Would you find each line in the entries below with the string "police" and copy it?
*** Opening Data shown ***
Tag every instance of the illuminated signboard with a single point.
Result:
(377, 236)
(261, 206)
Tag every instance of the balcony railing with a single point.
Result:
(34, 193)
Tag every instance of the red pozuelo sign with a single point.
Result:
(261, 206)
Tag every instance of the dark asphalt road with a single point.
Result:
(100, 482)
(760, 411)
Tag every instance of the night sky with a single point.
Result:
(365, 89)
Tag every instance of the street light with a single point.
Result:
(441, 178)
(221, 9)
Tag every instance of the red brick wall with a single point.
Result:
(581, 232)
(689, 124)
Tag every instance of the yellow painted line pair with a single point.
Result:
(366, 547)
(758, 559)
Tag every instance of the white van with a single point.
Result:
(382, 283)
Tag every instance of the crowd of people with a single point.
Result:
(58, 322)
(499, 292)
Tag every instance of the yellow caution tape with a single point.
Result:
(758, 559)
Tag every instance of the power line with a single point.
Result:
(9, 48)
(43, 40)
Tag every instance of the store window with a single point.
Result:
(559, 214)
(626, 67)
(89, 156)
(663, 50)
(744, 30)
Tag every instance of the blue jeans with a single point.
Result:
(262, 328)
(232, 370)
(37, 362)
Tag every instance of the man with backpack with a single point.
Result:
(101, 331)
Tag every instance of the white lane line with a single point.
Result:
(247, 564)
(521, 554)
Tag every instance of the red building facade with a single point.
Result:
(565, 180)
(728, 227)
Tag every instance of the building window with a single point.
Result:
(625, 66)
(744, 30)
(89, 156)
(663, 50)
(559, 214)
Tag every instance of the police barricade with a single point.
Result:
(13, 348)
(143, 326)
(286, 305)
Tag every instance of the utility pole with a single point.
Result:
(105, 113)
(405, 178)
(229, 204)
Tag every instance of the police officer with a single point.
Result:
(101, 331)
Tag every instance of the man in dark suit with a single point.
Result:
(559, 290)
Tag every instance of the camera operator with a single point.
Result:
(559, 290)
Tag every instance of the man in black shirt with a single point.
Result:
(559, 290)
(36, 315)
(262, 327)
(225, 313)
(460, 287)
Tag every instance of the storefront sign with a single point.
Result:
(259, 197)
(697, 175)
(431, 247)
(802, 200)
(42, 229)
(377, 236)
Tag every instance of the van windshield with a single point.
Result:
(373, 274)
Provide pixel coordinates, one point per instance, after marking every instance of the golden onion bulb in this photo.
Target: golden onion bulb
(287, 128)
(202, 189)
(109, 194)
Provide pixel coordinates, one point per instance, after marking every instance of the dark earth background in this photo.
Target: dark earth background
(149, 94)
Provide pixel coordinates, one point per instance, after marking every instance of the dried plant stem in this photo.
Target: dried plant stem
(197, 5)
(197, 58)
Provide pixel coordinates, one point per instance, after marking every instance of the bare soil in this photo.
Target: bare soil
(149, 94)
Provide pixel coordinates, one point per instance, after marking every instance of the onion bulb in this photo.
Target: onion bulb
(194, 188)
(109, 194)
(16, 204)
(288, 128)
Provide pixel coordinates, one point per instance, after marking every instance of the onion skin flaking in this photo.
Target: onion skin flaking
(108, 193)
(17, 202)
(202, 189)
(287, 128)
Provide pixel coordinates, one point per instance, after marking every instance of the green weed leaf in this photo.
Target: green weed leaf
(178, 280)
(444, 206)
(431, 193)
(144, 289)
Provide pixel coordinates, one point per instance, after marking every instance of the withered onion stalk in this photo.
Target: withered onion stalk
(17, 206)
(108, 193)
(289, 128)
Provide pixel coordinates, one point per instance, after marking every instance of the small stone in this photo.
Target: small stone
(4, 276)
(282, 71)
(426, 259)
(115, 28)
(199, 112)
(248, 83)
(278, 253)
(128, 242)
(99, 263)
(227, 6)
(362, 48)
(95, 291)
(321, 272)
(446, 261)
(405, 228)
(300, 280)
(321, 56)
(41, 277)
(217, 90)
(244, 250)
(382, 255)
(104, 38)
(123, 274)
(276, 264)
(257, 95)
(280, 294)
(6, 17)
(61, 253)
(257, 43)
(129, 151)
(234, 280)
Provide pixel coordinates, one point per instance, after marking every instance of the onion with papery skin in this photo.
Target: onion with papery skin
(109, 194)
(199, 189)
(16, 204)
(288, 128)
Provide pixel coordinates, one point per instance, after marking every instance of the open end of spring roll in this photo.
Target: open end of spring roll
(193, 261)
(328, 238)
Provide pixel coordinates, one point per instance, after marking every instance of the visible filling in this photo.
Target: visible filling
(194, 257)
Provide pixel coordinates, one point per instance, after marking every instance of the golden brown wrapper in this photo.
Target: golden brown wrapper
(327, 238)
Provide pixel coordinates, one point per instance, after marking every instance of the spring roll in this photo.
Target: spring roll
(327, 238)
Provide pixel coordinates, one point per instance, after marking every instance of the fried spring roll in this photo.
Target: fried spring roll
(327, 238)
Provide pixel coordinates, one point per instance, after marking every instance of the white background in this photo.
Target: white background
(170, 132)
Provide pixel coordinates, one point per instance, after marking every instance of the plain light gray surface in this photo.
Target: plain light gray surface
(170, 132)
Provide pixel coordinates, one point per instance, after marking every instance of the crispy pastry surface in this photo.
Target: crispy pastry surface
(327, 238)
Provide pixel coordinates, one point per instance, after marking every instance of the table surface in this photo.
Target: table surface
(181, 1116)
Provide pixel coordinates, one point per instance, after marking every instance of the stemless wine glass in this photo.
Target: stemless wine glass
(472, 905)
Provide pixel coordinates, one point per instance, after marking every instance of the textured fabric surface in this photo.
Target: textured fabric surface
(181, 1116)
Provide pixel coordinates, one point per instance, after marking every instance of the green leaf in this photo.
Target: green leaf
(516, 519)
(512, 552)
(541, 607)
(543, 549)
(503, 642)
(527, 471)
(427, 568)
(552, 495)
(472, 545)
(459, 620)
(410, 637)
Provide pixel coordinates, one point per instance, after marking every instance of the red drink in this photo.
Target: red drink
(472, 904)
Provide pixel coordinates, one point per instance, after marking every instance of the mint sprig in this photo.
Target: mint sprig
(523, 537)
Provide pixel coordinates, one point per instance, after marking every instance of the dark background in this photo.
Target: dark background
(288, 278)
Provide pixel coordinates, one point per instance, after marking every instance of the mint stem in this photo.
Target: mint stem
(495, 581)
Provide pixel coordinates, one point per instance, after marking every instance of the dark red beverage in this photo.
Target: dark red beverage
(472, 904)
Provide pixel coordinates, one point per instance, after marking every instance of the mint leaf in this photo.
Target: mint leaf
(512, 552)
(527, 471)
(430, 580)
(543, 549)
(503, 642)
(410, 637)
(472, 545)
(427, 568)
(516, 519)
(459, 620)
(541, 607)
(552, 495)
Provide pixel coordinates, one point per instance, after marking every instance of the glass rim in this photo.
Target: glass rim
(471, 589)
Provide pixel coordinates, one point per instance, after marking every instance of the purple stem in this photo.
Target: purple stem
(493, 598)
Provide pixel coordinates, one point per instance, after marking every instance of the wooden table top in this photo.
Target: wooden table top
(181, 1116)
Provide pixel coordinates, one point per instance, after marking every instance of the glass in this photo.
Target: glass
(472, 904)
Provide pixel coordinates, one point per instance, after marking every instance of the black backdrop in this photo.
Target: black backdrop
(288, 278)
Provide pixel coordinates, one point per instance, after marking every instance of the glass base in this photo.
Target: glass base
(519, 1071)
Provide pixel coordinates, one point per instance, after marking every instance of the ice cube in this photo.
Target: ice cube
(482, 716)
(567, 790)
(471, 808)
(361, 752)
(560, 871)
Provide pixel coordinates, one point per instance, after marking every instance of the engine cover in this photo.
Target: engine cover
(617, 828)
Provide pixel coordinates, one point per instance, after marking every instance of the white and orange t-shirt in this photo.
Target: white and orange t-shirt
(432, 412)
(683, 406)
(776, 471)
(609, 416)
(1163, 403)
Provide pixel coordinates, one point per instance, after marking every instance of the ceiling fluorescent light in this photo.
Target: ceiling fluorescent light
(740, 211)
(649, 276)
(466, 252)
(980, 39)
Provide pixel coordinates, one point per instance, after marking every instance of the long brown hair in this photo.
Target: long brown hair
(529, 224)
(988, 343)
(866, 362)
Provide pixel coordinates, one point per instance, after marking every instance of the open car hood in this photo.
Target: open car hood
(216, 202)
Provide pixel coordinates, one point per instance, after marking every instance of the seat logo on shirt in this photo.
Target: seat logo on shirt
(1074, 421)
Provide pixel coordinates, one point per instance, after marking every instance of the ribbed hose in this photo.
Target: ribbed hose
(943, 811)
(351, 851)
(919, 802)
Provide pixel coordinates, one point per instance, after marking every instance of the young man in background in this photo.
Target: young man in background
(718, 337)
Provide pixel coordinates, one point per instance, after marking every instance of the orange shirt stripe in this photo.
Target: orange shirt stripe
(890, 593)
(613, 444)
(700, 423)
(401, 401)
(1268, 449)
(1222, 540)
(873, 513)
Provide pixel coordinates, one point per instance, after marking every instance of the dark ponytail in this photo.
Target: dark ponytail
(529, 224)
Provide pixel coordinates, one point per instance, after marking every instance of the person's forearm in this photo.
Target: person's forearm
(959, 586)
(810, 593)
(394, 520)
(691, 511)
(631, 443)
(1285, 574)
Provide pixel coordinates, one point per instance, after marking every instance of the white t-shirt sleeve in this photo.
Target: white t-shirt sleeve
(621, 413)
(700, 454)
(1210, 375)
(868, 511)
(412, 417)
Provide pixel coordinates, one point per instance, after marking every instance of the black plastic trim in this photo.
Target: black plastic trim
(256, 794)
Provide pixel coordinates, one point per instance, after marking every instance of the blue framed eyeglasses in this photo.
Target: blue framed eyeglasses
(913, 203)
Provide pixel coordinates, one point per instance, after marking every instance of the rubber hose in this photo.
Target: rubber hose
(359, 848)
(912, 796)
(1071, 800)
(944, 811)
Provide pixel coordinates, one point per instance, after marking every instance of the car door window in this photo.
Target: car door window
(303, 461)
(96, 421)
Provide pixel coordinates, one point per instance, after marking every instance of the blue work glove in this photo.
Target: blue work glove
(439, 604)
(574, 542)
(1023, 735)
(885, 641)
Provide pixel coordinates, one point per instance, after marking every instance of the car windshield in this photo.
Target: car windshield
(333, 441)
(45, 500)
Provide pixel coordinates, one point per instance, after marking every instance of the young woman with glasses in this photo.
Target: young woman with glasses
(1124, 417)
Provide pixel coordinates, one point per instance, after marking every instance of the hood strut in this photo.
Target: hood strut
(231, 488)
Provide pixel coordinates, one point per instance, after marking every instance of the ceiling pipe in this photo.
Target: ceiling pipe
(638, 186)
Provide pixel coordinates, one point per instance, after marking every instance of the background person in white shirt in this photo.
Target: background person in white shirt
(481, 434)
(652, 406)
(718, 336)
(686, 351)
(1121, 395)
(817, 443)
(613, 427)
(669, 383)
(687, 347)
*** Closing Data shown ***
Solution below:
Tag every instance of the police barricade with a single point.
Tag every instance of the police officer with a single point.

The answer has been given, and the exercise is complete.